*** Opening INPUT RECORDS ***

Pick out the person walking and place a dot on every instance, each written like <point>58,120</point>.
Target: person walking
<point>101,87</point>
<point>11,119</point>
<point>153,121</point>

*** Closing INPUT RECORDS ***

§ **TASK STATEMENT**
The entries above are to be copied word for word.

§ **WRITTEN REPLY**
Pick out the person walking and place a dot on every instance, each written like <point>58,120</point>.
Target: person walking
<point>101,87</point>
<point>11,119</point>
<point>153,121</point>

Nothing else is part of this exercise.